_Aufgaben:_
a – Nenne jedes Wort im Lesetext, das mit „Völkermord“ beginnt, in der Reihenfolge seines Vorkommens. Wiederholungen zählen einzeln.
b – Gib als nummerierte Liste ohne Leerzeilen die Zeilen der Auflistung wieder, beginnend mit der Zeile, die "Target: capitol colonnade" enthält, bis einschließlich zum Ende der Auflistung.

_Lesetext:_
Die geplante Regelung des Völkermordverbots im bürgerlichen Strafgesetzbuch und die ausschliessliche Zuständigkeit der zivilen Bundesgerichtsbarkeit für Verfolgung und Bestrafung des Genozids stösst allgemein auf positive Reaktionen. Ausgerechnet das Bundesgericht spricht sich aber gegen seine ausschliessliche Zuständigkeit aus und macht dafür unter anderem seine Überlastung geltend.

Mehrheitlich positiv fallen die Reaktionen auf den Inhalt der geplanten Ergänzungen und Anpassungen der Strafrechtsordnung aus. Einige Punkte stossen allerdings auf Kritik. Gleich mehrere Vernehmlassungsteilnehmer fordern den Bundesrat auf, auch soziale und politische Gruppen dem Schutz des Genozidverbotes zu unterstellen.

Wenig Verständnis findet die Absicht, auf die Aussetzung der parlamentarischen Immunität im Zusammenhang mit Völkermord zu verzichten.

Weniger eindeutig fallen die Stellungnahmen zur Anwendung des Universalitätsprinzips aus. Während einzelne die Schweizer Strafrechtsordnung hinsichtlich des Völkermordes auf das im Übereinkommen vorgesehene Territorialitätsprinzip festlegen wollen, fordern verschiedene andere, das Universalitätsprinzip konsequent, das heisst insbesondere auch für Vorbereitungshandlungen im Ausland ohne direkten Bezug zur Schweiz, zur Anwendung zu bringen.

Einzelne Vernehmlassungsteilnehmer lassen ihr Unbehagen gegenüber der für alle Tatbestandsvarianten des Völkermordes vorgesehenen gleich hohen Strafdrohung erkennen.

Eine eindrucksvolle Anzahl von Stellungnahmen schliesslich fordert den Bundesrat auf, die Gelegenheit zu nutzen und mit dem Tatbestand des Völkermordes gleich auch jenen der «Verbrechen gegen die Menschlichkeit» in die schweizerische Strafrechtsordnung aufzunehmen.

3

Analyse des Übereinkommens

31

Verhinderungs- und Bestrafungspflicht (Art. I)

_Datenauszug:_
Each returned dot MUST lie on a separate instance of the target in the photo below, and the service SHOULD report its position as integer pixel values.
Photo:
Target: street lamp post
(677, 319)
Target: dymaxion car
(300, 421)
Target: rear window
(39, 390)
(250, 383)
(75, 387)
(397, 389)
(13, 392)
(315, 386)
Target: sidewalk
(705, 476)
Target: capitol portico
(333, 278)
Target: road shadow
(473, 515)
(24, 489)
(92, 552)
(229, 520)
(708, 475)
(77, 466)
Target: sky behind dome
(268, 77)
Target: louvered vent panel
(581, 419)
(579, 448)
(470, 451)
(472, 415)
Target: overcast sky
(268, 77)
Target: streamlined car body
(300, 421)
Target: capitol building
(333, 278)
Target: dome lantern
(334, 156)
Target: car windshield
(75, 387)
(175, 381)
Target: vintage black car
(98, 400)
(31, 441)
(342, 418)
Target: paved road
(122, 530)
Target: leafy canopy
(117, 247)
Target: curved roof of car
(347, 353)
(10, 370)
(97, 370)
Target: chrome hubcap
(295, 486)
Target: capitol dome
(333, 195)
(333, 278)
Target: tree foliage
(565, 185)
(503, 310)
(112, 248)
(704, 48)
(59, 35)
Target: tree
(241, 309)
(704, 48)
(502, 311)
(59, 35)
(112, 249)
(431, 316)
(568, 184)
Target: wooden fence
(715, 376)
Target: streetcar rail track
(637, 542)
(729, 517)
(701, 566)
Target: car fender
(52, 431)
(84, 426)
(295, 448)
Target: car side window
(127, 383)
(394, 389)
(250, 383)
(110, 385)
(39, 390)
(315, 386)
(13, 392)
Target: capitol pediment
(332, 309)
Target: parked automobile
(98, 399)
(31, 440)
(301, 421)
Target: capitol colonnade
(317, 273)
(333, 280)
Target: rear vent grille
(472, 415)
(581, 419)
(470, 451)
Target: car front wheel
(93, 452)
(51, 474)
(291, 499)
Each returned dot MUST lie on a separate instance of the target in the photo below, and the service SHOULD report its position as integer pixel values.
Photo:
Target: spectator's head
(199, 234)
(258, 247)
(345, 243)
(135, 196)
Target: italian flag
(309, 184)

_Antworten je Aufgabe:_
a – Völkermordverbots, Völkermord, Völkermordes, Völkermordes, Völkermordes

b –
1. Target: capitol colonnade
2. (317, 273)
3. (333, 280)
4. Target: rear vent grille
5. (472, 415)
6. (581, 419)
7. (470, 451)
8. Target: car front wheel
9. (93, 452)
10. (51, 474)
11. (291, 499)
12. Each returned dot MUST lie on a separate instance of the target in the photo below, and the service SHOULD report its position as integer pixel values.
13. Photo:
14. Target: spectator's head
15. (199, 234)
16. (258, 247)
17. (345, 243)
18. (135, 196)
19. Target: italian flag
20. (309, 184)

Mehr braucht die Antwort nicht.